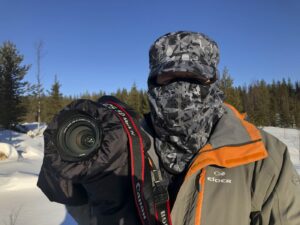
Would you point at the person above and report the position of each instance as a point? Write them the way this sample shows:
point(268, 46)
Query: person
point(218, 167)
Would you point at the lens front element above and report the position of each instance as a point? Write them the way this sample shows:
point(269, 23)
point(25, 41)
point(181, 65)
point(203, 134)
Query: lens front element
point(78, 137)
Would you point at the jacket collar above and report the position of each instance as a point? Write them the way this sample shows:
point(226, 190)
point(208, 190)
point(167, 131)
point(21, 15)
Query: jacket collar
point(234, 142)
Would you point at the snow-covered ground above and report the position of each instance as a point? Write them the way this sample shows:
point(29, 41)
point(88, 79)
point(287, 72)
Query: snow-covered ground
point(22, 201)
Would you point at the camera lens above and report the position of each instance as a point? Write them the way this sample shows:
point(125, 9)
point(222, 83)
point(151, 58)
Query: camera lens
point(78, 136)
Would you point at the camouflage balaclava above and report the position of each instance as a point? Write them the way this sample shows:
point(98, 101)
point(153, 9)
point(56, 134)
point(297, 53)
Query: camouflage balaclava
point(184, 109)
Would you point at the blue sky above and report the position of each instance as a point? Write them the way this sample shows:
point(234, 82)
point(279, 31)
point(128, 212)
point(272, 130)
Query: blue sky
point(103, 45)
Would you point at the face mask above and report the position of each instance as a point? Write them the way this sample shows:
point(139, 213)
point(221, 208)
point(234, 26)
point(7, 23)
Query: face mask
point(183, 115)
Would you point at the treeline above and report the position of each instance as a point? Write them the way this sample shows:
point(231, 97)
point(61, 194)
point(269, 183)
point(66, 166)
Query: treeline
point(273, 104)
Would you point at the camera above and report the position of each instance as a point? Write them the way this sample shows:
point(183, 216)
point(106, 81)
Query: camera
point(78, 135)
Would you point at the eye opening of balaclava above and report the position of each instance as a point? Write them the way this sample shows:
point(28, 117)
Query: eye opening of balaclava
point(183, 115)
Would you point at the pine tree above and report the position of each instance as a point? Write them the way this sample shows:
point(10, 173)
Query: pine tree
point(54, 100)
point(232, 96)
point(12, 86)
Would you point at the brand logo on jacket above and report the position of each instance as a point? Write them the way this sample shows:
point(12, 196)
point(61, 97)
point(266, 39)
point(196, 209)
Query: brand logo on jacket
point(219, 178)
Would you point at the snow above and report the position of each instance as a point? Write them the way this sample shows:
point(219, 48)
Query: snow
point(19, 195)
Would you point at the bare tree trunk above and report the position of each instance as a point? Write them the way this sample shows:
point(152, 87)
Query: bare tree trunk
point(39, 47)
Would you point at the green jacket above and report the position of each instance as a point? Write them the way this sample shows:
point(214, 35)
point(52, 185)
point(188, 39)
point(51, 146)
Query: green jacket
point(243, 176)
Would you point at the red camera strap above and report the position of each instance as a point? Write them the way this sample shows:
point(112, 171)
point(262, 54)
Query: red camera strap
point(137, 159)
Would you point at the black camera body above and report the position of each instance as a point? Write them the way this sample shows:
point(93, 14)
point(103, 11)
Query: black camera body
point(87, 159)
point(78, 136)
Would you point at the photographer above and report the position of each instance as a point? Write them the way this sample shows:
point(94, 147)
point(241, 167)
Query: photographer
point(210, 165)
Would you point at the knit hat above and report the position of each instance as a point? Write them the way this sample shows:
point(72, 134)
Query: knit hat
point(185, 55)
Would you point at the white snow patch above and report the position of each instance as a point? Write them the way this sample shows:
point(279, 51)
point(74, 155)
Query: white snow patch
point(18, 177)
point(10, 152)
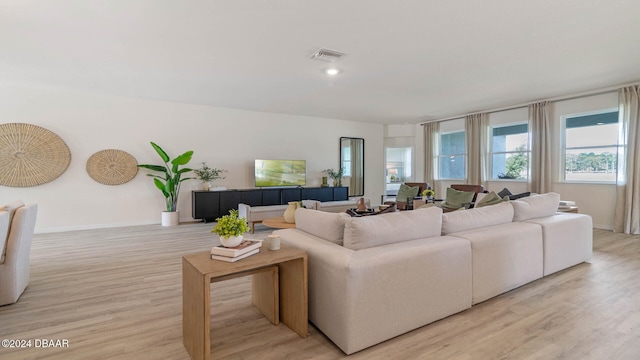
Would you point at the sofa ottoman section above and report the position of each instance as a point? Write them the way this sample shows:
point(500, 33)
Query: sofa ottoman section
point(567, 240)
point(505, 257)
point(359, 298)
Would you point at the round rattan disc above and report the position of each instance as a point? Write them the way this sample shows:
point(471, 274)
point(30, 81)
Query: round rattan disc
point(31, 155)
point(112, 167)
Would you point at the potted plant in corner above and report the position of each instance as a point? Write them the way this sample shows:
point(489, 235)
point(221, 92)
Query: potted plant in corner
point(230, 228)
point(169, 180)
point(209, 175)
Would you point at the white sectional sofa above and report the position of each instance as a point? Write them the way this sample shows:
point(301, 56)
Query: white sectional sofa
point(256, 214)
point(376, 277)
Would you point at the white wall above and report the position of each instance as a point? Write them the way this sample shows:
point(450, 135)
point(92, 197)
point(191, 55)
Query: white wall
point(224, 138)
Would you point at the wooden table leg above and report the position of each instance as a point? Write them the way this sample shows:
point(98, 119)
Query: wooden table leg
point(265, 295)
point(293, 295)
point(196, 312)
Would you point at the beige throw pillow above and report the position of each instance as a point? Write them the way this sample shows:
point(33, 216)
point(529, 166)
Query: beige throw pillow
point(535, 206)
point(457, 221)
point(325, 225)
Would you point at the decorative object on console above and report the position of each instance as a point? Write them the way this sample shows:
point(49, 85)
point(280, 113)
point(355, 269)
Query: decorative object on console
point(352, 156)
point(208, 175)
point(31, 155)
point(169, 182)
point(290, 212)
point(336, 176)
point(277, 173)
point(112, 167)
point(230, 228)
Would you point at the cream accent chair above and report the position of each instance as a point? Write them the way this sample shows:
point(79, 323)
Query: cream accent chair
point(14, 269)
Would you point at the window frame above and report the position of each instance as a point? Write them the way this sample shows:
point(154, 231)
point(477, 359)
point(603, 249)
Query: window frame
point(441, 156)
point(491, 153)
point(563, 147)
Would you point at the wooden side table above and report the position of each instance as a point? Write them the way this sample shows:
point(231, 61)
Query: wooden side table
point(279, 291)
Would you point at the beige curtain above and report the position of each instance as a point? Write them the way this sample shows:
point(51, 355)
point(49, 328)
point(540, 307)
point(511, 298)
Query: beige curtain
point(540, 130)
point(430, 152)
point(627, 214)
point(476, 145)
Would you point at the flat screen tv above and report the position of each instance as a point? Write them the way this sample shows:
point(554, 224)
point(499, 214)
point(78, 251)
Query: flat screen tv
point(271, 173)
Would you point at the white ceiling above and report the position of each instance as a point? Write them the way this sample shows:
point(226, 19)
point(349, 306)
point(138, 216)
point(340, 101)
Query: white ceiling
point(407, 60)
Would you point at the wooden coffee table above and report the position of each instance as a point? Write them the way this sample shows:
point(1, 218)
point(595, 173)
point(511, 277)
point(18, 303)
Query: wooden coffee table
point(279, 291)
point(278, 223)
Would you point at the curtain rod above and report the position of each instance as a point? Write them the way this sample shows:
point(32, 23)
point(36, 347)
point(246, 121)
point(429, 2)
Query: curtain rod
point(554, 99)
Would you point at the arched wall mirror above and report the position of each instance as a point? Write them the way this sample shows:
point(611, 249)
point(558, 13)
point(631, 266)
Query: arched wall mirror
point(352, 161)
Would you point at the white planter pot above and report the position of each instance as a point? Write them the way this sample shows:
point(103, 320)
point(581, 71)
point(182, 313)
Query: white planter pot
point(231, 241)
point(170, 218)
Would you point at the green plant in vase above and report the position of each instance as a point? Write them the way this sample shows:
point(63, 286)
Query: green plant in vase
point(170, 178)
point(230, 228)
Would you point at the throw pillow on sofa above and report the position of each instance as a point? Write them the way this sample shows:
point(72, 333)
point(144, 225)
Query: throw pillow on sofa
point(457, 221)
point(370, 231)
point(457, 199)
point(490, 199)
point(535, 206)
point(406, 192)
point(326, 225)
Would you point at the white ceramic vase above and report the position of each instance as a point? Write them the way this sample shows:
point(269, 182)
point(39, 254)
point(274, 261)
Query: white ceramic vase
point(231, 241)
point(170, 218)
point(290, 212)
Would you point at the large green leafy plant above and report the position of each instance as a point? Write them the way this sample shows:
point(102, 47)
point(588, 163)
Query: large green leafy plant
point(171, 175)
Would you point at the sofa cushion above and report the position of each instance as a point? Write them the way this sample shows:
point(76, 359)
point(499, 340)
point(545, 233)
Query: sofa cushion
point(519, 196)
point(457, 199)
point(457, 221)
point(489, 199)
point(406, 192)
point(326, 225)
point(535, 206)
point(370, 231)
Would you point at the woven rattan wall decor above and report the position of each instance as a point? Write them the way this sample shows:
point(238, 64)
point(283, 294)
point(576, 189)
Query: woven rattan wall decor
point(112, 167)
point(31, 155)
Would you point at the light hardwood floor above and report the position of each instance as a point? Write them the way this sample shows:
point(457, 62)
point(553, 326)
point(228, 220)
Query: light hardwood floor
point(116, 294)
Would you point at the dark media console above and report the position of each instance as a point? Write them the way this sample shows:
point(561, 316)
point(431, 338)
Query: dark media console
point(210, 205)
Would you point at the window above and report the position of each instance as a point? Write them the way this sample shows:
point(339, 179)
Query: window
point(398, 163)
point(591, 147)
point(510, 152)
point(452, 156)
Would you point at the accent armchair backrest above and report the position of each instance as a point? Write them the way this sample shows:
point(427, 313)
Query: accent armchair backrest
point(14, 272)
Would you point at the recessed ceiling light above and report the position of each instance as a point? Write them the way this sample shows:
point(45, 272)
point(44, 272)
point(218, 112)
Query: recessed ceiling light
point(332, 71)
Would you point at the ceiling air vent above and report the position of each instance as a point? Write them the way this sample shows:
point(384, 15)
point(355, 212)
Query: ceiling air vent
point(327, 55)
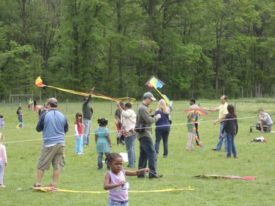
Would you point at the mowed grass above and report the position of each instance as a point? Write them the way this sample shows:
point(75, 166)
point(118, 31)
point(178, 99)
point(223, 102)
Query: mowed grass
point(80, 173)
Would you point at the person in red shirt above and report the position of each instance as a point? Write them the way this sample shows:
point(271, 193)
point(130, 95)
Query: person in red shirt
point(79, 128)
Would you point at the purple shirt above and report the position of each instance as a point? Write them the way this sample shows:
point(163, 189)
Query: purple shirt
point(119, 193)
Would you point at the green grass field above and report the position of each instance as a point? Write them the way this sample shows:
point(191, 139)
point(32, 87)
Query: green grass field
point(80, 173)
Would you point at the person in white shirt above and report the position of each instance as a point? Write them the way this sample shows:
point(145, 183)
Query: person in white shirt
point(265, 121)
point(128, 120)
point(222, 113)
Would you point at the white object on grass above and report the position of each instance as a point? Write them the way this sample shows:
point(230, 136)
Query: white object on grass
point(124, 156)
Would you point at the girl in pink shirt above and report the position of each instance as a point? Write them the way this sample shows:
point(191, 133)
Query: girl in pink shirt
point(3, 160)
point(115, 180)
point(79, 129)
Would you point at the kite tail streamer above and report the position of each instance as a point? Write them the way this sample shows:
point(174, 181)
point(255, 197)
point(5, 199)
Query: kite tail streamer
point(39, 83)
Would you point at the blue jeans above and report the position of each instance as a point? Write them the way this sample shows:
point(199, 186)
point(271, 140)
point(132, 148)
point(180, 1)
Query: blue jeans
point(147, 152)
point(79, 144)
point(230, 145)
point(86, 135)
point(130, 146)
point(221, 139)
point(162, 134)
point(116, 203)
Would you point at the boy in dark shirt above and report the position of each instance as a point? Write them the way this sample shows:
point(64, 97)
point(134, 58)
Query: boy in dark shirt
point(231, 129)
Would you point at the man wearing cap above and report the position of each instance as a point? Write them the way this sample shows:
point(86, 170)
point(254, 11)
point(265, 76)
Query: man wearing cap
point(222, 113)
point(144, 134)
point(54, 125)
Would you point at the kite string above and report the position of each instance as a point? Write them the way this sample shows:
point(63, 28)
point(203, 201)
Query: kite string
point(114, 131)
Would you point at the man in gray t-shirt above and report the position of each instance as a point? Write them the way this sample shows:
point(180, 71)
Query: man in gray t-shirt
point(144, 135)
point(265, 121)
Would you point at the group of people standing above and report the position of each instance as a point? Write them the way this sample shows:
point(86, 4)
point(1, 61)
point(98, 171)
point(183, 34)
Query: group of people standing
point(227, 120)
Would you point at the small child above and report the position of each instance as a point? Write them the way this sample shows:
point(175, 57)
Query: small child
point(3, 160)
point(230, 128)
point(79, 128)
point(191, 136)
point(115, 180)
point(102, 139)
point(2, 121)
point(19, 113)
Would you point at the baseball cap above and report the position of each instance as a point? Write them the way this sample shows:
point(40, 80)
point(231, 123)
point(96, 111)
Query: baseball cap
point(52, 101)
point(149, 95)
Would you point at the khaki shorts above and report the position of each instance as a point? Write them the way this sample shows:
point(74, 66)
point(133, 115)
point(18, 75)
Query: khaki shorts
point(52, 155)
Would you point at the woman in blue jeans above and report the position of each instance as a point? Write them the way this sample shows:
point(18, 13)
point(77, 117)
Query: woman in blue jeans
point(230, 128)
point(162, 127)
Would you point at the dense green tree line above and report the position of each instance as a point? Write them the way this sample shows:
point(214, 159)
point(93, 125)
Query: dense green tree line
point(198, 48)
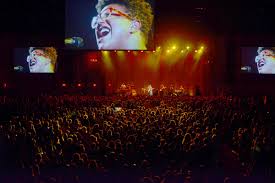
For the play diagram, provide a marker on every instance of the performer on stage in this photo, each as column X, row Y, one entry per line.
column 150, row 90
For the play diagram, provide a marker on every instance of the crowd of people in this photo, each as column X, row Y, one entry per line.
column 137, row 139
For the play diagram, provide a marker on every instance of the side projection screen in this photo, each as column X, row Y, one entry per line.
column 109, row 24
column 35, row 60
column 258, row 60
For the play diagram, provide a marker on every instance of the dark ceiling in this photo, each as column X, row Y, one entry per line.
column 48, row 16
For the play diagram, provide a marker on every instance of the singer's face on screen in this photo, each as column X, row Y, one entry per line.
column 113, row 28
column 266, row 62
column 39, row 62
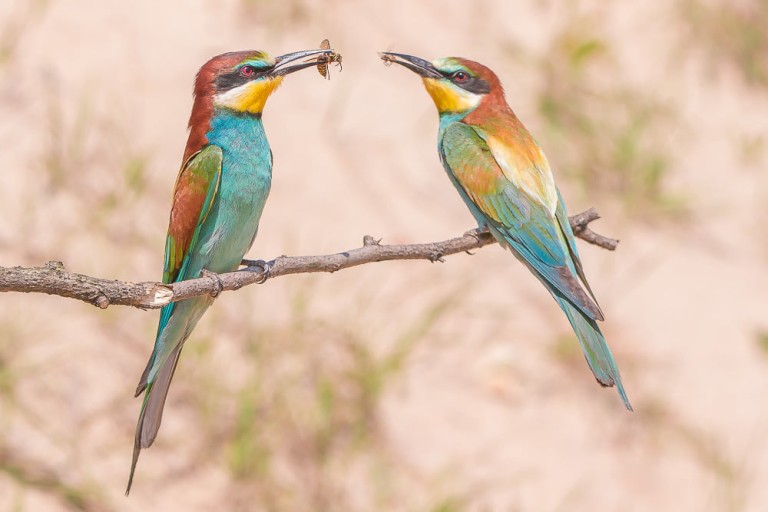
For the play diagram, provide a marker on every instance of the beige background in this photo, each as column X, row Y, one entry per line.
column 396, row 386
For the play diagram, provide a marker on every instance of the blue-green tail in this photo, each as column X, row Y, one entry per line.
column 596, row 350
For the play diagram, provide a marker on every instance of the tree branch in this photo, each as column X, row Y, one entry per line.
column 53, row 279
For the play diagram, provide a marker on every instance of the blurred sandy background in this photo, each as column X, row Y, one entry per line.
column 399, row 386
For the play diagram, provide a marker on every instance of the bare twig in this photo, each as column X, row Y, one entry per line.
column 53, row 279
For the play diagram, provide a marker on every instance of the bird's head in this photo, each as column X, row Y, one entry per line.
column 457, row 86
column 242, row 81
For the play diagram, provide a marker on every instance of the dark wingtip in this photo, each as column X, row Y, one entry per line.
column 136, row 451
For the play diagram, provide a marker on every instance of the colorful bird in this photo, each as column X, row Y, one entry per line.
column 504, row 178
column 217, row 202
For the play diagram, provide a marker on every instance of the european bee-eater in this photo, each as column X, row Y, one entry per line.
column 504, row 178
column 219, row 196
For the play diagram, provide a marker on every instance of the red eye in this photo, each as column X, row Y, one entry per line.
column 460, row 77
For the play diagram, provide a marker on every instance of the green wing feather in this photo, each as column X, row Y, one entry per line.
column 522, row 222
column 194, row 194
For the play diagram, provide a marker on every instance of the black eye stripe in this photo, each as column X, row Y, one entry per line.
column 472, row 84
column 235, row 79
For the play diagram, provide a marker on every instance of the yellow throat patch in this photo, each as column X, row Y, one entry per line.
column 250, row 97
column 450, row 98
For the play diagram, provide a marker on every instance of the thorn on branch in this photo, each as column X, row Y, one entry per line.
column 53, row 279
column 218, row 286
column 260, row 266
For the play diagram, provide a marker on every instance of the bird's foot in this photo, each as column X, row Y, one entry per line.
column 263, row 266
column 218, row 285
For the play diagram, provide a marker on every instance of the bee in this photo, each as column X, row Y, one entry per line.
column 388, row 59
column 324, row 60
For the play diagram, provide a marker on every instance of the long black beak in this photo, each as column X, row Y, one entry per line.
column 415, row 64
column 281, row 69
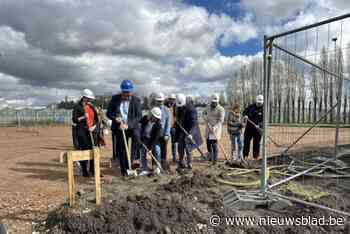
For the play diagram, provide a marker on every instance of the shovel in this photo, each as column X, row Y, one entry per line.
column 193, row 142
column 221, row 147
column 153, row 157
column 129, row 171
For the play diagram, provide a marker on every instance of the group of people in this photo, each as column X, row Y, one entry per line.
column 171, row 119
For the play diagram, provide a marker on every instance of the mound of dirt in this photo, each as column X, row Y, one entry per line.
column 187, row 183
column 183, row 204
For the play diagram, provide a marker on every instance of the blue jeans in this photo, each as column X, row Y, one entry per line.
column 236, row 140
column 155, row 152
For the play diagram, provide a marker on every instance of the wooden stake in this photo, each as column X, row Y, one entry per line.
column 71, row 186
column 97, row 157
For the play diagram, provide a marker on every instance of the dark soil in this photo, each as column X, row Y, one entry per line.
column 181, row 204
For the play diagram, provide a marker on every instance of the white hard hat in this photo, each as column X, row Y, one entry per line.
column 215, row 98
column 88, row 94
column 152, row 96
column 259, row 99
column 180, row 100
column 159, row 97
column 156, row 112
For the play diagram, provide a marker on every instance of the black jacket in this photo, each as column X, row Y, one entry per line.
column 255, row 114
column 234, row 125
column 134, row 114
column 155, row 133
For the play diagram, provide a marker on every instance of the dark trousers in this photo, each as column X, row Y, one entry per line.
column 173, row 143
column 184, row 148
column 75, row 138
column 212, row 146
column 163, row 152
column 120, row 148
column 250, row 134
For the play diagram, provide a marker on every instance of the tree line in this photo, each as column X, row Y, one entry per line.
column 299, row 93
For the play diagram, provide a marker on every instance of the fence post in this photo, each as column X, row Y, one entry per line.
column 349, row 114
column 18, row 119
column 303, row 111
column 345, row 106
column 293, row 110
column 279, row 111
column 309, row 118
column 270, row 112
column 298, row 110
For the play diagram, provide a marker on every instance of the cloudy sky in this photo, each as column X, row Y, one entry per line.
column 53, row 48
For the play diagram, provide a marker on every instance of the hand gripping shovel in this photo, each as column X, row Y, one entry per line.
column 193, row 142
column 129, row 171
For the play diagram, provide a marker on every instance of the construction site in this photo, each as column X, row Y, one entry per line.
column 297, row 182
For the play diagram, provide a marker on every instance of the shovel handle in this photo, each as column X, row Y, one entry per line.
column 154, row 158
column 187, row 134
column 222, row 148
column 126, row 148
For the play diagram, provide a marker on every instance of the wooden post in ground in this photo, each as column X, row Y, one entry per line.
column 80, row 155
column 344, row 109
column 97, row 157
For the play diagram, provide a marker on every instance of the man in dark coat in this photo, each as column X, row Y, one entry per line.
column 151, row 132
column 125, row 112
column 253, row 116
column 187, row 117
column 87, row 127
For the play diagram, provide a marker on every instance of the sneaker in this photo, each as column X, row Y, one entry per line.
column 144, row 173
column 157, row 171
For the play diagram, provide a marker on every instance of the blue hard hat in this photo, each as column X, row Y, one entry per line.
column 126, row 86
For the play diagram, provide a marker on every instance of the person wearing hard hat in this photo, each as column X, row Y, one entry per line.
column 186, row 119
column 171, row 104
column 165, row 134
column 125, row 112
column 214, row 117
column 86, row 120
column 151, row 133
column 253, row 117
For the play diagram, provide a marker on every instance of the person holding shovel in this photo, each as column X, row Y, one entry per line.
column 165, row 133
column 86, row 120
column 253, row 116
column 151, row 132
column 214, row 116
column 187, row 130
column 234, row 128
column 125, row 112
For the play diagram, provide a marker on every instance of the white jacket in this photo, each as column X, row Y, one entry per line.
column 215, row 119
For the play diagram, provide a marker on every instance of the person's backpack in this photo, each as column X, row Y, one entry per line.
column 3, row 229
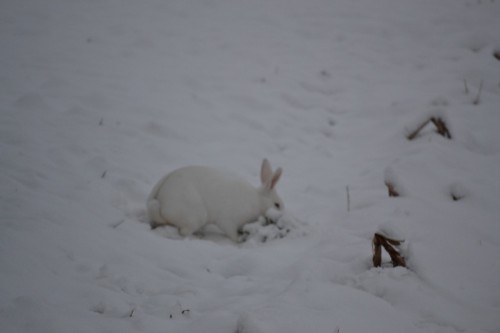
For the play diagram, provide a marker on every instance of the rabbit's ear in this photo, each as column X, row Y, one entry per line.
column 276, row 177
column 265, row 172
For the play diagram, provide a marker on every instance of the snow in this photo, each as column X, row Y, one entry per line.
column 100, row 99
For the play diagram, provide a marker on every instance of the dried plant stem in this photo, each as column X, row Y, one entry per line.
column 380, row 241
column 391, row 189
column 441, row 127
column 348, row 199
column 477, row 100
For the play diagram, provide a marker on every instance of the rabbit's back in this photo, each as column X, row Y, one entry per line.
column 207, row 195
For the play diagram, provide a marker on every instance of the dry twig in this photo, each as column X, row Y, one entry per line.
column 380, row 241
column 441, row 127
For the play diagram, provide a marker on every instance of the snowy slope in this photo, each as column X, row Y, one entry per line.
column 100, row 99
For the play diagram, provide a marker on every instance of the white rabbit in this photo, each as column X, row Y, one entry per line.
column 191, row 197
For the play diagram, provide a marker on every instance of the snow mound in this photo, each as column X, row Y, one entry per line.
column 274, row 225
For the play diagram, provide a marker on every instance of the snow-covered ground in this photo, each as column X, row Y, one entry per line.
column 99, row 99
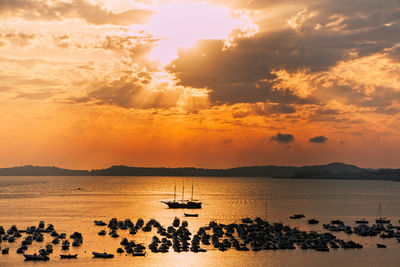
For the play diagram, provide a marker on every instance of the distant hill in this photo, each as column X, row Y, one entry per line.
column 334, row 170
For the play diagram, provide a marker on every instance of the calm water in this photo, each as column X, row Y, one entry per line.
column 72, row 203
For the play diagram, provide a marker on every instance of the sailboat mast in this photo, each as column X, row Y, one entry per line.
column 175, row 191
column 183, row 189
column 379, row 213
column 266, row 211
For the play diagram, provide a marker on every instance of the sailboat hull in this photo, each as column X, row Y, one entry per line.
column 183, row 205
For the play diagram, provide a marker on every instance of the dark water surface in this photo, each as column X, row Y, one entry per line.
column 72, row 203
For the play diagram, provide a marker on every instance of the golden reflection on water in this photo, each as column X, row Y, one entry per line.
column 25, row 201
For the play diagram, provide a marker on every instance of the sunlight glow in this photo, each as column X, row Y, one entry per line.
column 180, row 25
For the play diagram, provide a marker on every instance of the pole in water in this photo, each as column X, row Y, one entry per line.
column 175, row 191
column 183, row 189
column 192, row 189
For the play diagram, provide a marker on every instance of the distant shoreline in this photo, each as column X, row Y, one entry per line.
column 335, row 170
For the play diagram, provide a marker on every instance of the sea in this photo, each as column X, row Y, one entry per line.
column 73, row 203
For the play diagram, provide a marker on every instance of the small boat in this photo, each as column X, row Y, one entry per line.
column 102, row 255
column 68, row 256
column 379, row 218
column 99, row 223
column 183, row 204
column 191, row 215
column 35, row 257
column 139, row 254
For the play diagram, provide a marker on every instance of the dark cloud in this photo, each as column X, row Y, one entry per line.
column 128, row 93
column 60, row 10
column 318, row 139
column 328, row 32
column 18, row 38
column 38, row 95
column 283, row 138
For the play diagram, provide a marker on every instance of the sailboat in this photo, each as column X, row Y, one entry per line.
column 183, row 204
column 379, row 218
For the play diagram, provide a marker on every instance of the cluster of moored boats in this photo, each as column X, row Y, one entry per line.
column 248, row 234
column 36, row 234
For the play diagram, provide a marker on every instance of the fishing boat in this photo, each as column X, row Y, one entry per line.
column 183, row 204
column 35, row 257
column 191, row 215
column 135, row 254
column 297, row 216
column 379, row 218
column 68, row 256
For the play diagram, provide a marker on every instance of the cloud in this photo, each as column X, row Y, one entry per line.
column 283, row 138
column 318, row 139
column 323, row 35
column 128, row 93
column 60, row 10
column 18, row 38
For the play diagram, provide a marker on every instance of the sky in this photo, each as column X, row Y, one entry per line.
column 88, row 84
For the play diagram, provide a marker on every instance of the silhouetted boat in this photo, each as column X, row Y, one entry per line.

========================================================================

#### [Your goal]
Restate word for word the lines of the data above, starting at the line containing "Query: person in red shirt" and ending at the line containing "point(180, 1)", both included, and nothing more.

#### [Expected answer]
Query: person in red shirt
point(79, 128)
Would you point at the purple shirt above and report the position of each instance as a point? Write them the way this sample shows:
point(163, 189)
Query: purple shirt
point(119, 193)
Would you point at the green grass field above and report the position of each instance as a point? Write them the way this sample shows:
point(191, 139)
point(32, 87)
Query: green grass field
point(80, 173)
Would you point at the person in white shirt above and report the position of each instance as a point? Write them the way this sample shows:
point(145, 183)
Query: person in white shirt
point(265, 121)
point(128, 120)
point(222, 113)
Would you point at the white object on grass above and report the position of each instance as a point? Write them the way this sample shows:
point(230, 136)
Query: white object on grass
point(124, 156)
Would you point at the girl in pink shirt above and report the position of each instance as a point? Write them the way this sample shows:
point(191, 133)
Query: girl in pink shirt
point(3, 160)
point(115, 180)
point(79, 129)
Would you point at the kite tail streamer above and report the position of each instance as a point? Write them the way this sample shows:
point(174, 181)
point(255, 197)
point(5, 199)
Query: kite tail streamer
point(39, 83)
Would you point at the blue jeans above and report the position of each instance as a point? Write them the way this sample shows:
point(199, 186)
point(271, 140)
point(132, 148)
point(180, 1)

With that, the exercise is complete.